• _What the task asks_: Copy out every one of the lines in full, starting at the one containing "Return the outline of every instance of the dog's black" and ending at the one containing "[[[169,133],[146,131],[146,157],[155,158],[165,163],[169,158]]]", offsetting every coordinate by -77.

------ Exercise material ------

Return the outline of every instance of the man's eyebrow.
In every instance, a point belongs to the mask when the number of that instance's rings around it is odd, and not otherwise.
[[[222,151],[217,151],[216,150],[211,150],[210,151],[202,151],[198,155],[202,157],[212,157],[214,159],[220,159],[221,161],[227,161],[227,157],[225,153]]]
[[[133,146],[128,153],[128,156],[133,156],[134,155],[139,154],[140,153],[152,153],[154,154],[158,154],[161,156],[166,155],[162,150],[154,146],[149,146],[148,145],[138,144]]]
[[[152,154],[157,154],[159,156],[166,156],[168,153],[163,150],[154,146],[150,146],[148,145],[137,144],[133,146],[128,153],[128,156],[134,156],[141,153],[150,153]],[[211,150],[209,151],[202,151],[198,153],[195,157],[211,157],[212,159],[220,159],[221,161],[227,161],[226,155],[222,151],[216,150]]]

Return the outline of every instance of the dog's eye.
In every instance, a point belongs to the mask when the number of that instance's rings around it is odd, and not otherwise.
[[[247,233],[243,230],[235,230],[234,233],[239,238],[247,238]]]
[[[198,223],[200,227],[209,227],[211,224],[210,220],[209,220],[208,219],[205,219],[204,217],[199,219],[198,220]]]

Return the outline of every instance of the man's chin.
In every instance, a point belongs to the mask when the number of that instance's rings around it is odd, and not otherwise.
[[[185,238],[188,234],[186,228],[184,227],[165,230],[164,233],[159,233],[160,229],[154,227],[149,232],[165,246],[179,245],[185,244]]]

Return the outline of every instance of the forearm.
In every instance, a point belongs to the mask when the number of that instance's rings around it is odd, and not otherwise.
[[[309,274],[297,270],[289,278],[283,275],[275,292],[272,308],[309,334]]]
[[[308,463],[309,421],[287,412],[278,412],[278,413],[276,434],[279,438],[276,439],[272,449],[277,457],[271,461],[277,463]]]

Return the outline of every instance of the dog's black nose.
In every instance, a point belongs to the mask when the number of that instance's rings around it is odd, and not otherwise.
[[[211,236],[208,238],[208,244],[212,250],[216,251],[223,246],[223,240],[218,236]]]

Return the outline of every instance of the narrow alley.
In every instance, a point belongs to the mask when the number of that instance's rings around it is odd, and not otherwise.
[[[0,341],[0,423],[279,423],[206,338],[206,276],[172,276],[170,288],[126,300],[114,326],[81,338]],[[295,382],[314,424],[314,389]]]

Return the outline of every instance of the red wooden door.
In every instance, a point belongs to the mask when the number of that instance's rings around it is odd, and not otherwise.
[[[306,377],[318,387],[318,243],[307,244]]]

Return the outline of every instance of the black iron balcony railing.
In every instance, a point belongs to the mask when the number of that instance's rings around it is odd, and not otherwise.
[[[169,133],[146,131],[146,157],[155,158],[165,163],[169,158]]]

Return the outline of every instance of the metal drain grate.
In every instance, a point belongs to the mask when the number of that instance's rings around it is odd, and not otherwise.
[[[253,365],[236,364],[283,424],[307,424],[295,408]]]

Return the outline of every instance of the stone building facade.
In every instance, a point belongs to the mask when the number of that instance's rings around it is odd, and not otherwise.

------

• _Exercise answer_:
Return the outline of every instance of the dog's black nose.
In every instance, a point belongs to the mask when the number of that instance's rings around it is odd, and not otherwise.
[[[134,159],[131,161],[131,167],[135,173],[139,174],[146,169],[146,163],[141,159]]]

Return the outline of every instance of the narrow alley.
In every instance, a point belongs to the mask when the number of that instance's rings around it is odd, and not otherwise.
[[[-77,264],[-77,346],[202,346],[129,261],[129,199],[95,199],[93,211],[49,223],[37,249],[4,261]],[[218,305],[237,347],[237,312]]]

Return the outline of every instance of the red wooden door.
In every instance, a point belongs to the mask when the number of that instance's rings around it is odd, and not otherwise.
[[[229,300],[241,310],[241,166],[230,167]]]

Return the outline of every instance of the black iron balcony railing.
In every instance, a point belongs to the mask when the number of that instance's rings around it is odd, and not otherwise.
[[[92,56],[69,54],[69,80],[78,81],[88,86],[92,81]]]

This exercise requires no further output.